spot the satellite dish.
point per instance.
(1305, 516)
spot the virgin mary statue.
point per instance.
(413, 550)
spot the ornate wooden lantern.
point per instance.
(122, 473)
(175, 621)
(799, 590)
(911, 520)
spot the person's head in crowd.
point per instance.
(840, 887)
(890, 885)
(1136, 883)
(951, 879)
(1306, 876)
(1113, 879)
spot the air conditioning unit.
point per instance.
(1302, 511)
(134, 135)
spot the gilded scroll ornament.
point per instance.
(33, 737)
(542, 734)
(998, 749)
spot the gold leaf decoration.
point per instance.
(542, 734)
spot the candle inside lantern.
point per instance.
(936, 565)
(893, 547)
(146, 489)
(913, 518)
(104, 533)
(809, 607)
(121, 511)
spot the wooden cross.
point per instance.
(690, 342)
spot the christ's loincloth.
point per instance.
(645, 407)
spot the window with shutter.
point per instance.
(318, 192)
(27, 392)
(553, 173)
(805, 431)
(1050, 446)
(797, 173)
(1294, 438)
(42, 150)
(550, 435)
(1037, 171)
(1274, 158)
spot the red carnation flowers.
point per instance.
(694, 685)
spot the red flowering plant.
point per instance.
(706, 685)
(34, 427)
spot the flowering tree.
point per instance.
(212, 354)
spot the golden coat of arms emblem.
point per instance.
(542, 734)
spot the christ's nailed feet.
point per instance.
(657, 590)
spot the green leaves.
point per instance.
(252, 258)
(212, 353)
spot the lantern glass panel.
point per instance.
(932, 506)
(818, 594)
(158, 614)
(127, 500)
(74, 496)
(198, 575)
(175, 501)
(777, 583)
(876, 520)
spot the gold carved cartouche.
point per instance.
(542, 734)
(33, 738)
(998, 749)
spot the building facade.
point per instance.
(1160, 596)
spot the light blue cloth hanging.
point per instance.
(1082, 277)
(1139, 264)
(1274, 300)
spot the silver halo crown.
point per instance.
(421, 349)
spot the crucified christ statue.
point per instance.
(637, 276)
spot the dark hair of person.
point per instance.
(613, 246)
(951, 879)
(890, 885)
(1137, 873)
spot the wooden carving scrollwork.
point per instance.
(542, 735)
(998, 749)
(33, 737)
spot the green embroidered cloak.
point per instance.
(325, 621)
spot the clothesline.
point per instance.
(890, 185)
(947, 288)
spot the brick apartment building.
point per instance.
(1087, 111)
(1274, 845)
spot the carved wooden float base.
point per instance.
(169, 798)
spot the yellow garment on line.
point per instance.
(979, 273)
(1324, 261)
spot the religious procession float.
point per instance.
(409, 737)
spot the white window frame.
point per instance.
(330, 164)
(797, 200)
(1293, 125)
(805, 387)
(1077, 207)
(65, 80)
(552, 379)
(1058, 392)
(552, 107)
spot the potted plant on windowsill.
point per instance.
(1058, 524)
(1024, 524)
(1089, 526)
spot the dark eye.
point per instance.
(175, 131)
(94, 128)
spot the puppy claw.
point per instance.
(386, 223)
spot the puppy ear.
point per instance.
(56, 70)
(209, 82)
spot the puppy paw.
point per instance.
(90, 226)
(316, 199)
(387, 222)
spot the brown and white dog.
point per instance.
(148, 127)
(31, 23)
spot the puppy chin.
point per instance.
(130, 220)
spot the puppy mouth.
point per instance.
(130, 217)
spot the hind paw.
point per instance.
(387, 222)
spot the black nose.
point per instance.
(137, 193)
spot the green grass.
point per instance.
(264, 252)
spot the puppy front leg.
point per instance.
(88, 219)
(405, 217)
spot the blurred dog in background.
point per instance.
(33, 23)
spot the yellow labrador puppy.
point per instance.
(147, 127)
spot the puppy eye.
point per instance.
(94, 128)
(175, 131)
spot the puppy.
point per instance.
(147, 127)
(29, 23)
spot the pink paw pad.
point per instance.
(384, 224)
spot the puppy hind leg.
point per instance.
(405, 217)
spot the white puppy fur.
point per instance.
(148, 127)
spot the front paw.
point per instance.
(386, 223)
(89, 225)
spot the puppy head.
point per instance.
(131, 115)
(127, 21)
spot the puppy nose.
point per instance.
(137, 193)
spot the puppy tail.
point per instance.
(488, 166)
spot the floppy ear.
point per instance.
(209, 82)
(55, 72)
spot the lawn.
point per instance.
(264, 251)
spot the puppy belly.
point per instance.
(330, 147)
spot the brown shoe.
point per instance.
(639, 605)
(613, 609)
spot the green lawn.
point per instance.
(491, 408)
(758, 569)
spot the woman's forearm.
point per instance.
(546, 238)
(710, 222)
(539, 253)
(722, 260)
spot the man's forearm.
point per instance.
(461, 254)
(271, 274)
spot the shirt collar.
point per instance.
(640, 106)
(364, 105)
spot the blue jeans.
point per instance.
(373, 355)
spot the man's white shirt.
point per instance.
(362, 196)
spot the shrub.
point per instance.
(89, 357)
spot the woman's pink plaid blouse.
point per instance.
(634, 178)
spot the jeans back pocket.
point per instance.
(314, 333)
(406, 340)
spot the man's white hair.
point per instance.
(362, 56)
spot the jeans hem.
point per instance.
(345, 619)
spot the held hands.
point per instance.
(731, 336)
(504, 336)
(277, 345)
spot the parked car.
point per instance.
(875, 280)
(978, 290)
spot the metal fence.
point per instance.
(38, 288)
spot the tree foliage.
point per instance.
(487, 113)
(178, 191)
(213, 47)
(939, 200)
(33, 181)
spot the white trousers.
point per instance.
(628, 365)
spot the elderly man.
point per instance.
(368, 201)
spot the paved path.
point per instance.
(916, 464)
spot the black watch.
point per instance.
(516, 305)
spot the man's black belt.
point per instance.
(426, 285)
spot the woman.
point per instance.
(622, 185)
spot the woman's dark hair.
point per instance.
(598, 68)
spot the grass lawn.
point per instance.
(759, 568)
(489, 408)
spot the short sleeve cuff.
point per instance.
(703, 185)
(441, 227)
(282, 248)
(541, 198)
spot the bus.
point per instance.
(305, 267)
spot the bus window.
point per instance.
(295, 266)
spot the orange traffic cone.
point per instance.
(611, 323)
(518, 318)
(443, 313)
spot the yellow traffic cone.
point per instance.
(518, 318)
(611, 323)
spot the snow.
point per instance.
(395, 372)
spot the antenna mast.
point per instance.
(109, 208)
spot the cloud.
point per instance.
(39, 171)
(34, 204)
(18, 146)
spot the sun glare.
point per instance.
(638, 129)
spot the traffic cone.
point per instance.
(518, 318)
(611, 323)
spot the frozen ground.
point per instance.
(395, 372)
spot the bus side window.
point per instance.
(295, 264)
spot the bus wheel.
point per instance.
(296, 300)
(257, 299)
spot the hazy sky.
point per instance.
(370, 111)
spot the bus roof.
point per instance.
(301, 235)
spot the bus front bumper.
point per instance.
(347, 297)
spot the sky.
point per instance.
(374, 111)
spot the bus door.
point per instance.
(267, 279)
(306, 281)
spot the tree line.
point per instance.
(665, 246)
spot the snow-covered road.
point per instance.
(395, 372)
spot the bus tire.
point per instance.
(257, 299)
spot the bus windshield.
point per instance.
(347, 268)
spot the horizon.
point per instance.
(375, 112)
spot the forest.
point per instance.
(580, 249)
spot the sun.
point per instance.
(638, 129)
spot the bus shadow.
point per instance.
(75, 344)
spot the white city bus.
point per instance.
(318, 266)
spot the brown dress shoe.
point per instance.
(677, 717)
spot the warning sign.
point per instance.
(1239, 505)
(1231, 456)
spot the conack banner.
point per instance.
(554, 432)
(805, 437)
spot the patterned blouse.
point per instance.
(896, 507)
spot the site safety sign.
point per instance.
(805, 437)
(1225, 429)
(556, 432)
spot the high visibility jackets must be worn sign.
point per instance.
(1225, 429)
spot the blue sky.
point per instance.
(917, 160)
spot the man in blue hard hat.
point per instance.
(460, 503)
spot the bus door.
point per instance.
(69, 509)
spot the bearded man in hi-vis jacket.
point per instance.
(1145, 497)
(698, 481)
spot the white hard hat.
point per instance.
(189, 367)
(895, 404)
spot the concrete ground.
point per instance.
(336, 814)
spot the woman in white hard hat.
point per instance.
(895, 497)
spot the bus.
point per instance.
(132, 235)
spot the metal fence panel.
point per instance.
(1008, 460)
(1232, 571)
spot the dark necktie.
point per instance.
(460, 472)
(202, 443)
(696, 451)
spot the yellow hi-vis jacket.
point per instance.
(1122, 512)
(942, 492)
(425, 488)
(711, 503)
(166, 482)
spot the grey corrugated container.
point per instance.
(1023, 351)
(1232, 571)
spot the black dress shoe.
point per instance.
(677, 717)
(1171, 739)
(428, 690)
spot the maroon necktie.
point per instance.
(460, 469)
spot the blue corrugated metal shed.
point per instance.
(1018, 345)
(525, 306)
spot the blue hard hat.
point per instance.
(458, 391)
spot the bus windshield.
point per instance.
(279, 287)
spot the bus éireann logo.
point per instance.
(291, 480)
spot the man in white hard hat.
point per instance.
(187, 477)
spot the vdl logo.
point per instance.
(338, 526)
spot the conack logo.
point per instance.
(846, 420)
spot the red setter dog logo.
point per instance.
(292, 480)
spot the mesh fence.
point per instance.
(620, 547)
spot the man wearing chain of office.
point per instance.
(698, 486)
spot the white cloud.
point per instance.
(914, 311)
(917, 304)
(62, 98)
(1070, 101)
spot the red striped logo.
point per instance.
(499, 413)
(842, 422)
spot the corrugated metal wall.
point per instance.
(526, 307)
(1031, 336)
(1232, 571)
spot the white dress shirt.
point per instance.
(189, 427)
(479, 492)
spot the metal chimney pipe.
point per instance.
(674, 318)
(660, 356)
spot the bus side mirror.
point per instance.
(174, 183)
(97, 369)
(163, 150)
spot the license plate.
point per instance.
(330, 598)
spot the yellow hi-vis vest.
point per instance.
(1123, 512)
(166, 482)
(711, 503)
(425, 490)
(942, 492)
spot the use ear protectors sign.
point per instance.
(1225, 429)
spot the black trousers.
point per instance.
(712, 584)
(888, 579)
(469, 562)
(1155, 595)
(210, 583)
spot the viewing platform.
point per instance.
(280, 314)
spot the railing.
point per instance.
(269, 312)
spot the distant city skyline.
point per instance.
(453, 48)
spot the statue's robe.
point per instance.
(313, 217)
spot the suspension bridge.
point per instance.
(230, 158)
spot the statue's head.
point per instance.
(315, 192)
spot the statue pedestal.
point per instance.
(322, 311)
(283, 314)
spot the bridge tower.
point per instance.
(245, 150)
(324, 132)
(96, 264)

________________________________________

◆ THE PROBLEM: Transcribe the opening lines of the listing exactly, please. Stop after the line that contains "spot the air conditioning unit.".

◆ WORKED SOLUTION:
spot the satellite dish.
point per instance.
(1305, 516)
spot the virgin mary statue.
point per instance.
(413, 550)
spot the ornate wooden lantern.
point per instance.
(122, 473)
(175, 621)
(799, 590)
(911, 520)
spot the person's head in crowd.
point per instance.
(840, 887)
(890, 885)
(1136, 883)
(951, 879)
(1306, 876)
(1113, 879)
spot the air conditioning unit.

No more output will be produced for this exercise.